Copy out the data below. Keep every word as it is.

• • • • • • •

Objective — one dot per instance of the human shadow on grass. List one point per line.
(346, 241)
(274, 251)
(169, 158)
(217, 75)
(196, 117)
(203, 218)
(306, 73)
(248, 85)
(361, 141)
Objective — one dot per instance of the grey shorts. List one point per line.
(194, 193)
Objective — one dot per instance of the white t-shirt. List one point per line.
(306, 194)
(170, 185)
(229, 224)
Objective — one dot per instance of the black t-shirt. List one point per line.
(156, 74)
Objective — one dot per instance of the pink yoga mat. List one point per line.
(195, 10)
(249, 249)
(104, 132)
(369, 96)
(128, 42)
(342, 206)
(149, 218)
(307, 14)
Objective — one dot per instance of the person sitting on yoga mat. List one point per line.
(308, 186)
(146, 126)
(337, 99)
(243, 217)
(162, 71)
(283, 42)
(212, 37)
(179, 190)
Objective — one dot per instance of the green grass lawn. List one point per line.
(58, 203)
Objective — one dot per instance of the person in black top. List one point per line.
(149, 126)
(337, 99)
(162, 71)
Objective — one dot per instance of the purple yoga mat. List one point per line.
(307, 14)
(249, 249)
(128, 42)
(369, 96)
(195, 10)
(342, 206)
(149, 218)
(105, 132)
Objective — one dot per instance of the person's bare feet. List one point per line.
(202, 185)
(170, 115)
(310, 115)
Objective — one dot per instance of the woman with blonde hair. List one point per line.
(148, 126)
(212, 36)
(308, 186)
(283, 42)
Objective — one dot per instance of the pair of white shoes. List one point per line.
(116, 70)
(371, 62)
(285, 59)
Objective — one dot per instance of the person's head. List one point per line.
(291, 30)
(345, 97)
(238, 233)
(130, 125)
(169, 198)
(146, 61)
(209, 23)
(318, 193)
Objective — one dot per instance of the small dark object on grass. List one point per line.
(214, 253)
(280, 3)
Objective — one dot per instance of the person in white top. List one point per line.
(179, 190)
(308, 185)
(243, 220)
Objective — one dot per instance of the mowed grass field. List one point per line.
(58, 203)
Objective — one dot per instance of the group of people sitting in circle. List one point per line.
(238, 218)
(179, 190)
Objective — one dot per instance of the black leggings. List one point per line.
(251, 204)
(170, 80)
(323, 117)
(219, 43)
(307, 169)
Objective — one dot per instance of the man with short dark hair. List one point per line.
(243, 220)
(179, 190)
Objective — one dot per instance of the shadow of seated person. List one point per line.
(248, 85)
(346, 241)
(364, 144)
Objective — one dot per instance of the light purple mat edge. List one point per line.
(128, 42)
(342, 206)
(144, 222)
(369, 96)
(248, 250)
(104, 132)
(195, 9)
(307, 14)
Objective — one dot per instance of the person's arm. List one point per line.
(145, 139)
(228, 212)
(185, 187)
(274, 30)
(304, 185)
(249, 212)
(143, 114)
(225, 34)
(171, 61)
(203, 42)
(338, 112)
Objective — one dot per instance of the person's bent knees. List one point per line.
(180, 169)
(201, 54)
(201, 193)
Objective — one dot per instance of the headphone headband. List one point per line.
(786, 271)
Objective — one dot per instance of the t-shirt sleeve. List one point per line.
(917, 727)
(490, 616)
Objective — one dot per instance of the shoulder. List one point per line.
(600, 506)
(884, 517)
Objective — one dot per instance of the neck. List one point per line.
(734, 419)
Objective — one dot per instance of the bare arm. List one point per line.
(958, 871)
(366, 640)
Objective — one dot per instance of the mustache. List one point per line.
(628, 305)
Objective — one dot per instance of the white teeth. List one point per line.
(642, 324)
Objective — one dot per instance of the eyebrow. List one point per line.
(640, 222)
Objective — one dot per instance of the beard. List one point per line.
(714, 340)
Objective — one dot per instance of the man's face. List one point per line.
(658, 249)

• • • • • • •

## Exercise output
Objective — one dot per instance of the human shadow on grass. List one point per line.
(346, 241)
(274, 251)
(169, 158)
(217, 75)
(196, 117)
(203, 218)
(306, 73)
(248, 85)
(361, 141)
Objective — one dot per instance of the grey shorts. List one point per line.
(194, 193)
Objective — one dot per instance of the white t-shirt. List one point per line.
(306, 194)
(170, 185)
(229, 224)
Objective — one dot per instance of the black t-shirt. List one point per line.
(156, 74)
Objective — one dot per instance of the pink yoga mat. List one point per line.
(195, 10)
(249, 249)
(104, 132)
(369, 96)
(128, 42)
(342, 206)
(149, 218)
(307, 14)
Objective — one dot per instance of the person sitting on yoga mat. List one point per line.
(308, 186)
(146, 126)
(337, 99)
(243, 217)
(162, 71)
(283, 42)
(212, 37)
(179, 190)
Objective — one dot per instance of the green grass lawn. List one point per line.
(58, 203)
Objective — one dot per instance of the person in black top. List one point per line.
(149, 126)
(337, 99)
(162, 71)
Objective — one dot per instance of the purple yoga mat. List one point per line.
(307, 14)
(249, 249)
(128, 42)
(369, 96)
(195, 10)
(342, 206)
(149, 218)
(105, 132)
Objective — one dot per instance of the person's bare feet. List one point per line.
(202, 185)
(170, 115)
(310, 115)
Objective — one dot per instance of the woman with blonde hair. List one point per line.
(148, 126)
(212, 36)
(308, 186)
(283, 42)
Objective — one dot per instance of the pair of white shoes. List one point per line.
(116, 70)
(371, 62)
(285, 59)
Objective — one dot per instance of the person's head. List one point per line.
(291, 30)
(345, 97)
(238, 233)
(130, 125)
(169, 198)
(146, 61)
(209, 23)
(318, 193)
Objective — one dot per instance of the small dark object on grass. List one point per line.
(214, 253)
(280, 3)
Objective — one dot per instance of the person in white top. List one point per line.
(179, 190)
(308, 185)
(243, 220)
Objective — one dot per instance of the mowed grass field. List one point per line.
(58, 203)
Objective — one dot per instance of the group of people sitting in circle. List one point per line.
(238, 218)
(179, 190)
Objective — one dot per instance of the black leggings. List one point per line.
(251, 204)
(170, 80)
(323, 117)
(219, 43)
(307, 169)
Objective — one dot per instance of the man with short dark hair. List one point per line.
(243, 220)
(179, 190)
Objective — one dot per instance of the shadow of seated person. List one point per line.
(248, 85)
(346, 241)
(364, 144)
Objective — one dot per instance of the light purple mat edge. List one point per line.
(128, 42)
(342, 206)
(144, 222)
(369, 96)
(248, 250)
(104, 132)
(195, 9)
(307, 14)
Objective — one dot per instance of the person's arm. List one point per line.
(145, 139)
(228, 212)
(185, 187)
(274, 30)
(304, 185)
(249, 212)
(143, 114)
(225, 34)
(171, 61)
(203, 42)
(338, 112)
Objective — one dot per instance of the person's bent knees. List one point per line.
(180, 169)
(201, 54)
(201, 193)
Objective — one dot per instance of the headphone headband. List one point per line.
(786, 271)
Objective — one dot per instance of the t-shirt sleeve. List one point per line.
(917, 727)
(490, 616)
Objective — one dot per instance of the shoulder. List one point per line.
(600, 506)
(884, 517)
Objective — one dot per instance of the neck. List one point per line.
(734, 419)
Objective — one dot per instance of the bare arm. List one point per line.
(958, 871)
(366, 640)
Objective — one dot per instance of the mustache. List one point per line.
(628, 305)
Objective — one dot per instance of the white teeth. List one point per line.
(642, 324)
Objective — one dot per instance of the eyebrow. List one point per line.
(640, 222)
Objective — one dot per instance of the beard. List one point per line.
(714, 340)
Objective — one dot per instance of the man's face. List one point per line.
(658, 249)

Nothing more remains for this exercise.